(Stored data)
^^^^

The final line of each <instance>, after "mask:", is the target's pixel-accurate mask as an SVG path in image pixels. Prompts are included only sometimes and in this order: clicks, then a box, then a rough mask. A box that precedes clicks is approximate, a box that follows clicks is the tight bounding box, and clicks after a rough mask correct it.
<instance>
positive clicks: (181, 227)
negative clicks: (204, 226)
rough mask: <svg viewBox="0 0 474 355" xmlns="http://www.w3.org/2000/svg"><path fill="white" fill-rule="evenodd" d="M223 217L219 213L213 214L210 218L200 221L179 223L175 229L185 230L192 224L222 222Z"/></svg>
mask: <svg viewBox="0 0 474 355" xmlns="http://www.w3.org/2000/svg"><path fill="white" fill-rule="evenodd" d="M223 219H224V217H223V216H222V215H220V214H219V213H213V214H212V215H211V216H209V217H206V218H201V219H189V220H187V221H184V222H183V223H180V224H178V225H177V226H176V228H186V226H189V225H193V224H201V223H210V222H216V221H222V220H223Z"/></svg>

^^^^

- [Try it]:
Write out every line of the records above, character for character and in the same order.

- [Solution below]:
The final line of each <instance>, after "mask:", is the target's pixel-accurate mask as an SVG path in image pixels. Prompts are included only sometimes and in this order: clicks, then a box, then a rough mask. A box that precedes clicks is approximate, a box that follows clicks is the tight bounding box, and clicks after a rough mask correct it.
<instance>
positive clicks: (181, 227)
negative clicks: (204, 226)
rough mask: <svg viewBox="0 0 474 355" xmlns="http://www.w3.org/2000/svg"><path fill="white" fill-rule="evenodd" d="M223 217L219 213L213 214L210 218L200 221L179 223L175 229L185 230L192 224L222 222Z"/></svg>
mask: <svg viewBox="0 0 474 355" xmlns="http://www.w3.org/2000/svg"><path fill="white" fill-rule="evenodd" d="M223 219H224V217H223V216H222V215H220V214H219V213H213V214H212V215H211V216H209V217H206V218H201V219H189V220H187V221H184V222H183V223H180V224H178V225H177V226H176V228H186V226H189V225H193V224H201V223H210V222H216V221H222V220H223Z"/></svg>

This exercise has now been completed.